● **Written instruction a**:
Do the following statements agree with the passage about fossil plants? For each one, answer yes or no and quote the words of the passage that decide it.
(i) The Burke Museum's paleontology collection holds more than three million fossils.
(ii) Leaves in colder places tend to have smooth edges.
(iii) Modern relationships applied to fossil leaves from the western United States produce matching temperature estimates.

● **Passage**:
--- start ---

Using fossil plants to more accurately understand past climates

December 28, 2016 | Ethan Hyland

I spend much of my time in the field, exploring new rock outcrops in Argentina, searching for new fossils in Saudi Arabia, and trying to find records of past life we haven’t yet discovered all over the world.

But this year, I realized that there was plenty to discover right here in Seattle at the Burke Museum! The Burke’s paleontology collection contains more than three million fossils containing valuable scientific insights, but many of which have yet to be studied in detail.

So I dove into the Burke paleobotany collections, searching for plant fossils that I could use to solve a question that had been frustrating my research group for a while: why don’t temperature estimates from leaf fossils in the western United States agree with each other?

You may not have noticed this by looking at leaves around Seattle, but in colder places leaves more commonly have teeth along their edges, while in warmer places they tend to have smooth edges. People have measured this phenomenon (and other leaf shape and size characteristics) in floras worldwide and created a group of mathematical relationships that can actually estimate the temperature of a place where any given set of plants grew.

The problem is, if we use these modern relationships to predict temperatures from fossil leaves in the western United States, they all give different answers!

--- end ---

● **Data shown**:
--- start ---

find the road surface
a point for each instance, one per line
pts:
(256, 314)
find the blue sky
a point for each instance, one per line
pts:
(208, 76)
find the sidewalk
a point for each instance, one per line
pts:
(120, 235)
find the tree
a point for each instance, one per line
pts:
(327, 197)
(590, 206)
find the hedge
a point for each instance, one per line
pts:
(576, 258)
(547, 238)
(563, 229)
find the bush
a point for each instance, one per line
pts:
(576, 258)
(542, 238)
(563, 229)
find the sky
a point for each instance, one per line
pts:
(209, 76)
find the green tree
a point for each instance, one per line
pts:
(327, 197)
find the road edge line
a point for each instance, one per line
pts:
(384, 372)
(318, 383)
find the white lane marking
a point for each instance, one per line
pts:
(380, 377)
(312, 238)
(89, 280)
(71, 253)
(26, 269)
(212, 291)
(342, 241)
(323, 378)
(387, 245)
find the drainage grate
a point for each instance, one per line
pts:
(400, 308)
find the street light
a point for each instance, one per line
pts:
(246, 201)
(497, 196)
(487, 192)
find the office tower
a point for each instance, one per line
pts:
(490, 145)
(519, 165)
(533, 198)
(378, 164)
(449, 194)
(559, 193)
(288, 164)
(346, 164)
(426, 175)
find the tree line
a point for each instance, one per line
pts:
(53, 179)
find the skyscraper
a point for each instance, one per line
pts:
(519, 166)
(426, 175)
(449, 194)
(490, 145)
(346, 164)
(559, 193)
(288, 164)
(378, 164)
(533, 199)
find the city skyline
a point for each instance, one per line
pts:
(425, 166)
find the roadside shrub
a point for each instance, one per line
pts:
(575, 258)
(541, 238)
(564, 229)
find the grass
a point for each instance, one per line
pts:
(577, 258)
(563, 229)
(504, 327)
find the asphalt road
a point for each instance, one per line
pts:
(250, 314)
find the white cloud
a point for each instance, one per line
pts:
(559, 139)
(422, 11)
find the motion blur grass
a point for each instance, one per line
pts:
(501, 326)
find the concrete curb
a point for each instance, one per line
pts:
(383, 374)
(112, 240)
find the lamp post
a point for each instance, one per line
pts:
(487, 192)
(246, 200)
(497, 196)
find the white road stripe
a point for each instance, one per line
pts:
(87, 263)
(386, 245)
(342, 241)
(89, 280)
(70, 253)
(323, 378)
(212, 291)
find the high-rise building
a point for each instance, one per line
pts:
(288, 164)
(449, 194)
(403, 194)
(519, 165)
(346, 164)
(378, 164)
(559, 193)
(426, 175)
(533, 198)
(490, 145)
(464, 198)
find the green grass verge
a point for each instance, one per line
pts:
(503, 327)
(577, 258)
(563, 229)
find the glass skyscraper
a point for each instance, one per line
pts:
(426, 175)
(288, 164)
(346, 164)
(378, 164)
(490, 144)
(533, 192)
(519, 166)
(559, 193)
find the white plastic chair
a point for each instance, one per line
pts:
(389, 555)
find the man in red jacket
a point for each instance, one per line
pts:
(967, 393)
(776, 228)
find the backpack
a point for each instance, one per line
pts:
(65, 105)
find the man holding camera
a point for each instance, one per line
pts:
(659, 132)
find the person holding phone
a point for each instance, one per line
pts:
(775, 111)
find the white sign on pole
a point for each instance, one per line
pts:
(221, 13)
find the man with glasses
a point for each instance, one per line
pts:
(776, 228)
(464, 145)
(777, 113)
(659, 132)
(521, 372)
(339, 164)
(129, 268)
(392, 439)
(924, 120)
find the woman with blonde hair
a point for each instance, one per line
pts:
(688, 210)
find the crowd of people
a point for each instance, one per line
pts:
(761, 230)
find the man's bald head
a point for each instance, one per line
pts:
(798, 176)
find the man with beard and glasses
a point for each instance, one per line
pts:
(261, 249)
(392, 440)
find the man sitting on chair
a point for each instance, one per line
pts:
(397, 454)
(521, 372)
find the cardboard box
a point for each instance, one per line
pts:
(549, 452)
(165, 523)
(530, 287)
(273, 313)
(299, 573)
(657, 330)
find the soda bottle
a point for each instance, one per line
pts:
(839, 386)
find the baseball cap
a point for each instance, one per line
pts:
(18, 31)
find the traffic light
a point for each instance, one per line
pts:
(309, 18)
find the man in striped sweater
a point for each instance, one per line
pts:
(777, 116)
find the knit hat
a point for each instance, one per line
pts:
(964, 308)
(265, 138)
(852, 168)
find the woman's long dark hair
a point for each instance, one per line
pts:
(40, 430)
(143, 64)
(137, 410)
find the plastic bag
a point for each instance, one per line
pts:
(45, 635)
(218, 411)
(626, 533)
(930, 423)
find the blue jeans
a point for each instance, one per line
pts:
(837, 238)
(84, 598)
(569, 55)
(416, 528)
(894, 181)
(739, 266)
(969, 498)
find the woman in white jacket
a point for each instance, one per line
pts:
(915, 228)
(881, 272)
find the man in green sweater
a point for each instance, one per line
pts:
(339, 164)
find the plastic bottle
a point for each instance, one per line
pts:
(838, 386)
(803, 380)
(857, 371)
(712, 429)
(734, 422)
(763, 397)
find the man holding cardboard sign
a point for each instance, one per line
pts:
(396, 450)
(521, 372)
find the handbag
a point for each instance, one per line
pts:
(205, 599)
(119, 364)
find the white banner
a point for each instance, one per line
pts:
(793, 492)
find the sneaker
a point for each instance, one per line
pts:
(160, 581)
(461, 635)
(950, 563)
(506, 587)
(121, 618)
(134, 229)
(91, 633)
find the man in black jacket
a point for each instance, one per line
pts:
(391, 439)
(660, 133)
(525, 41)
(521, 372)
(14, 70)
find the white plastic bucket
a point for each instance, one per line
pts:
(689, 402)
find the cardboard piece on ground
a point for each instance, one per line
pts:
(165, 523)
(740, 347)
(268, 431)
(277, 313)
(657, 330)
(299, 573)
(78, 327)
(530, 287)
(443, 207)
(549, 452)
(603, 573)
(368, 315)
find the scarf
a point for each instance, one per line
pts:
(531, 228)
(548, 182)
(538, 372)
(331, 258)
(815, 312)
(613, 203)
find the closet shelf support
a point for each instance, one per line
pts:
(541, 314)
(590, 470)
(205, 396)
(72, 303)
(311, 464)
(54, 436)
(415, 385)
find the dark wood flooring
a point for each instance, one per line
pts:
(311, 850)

--- end ---

● **Written instruction b**: Which lines of the records contain the string "bottle"? Return every such line in full, treating case as significant.

● **Expected output a**:
(i) Yes: "The Burke’s paleontology collection contains more than three million fossils"
(ii) No: "in colder places leaves more commonly have teeth along their edges, while in warmer places they tend to have smooth edges"
(iii) No: "they all give different answers!"

● **Expected output b**:
find the soda bottle
find the plastic bottle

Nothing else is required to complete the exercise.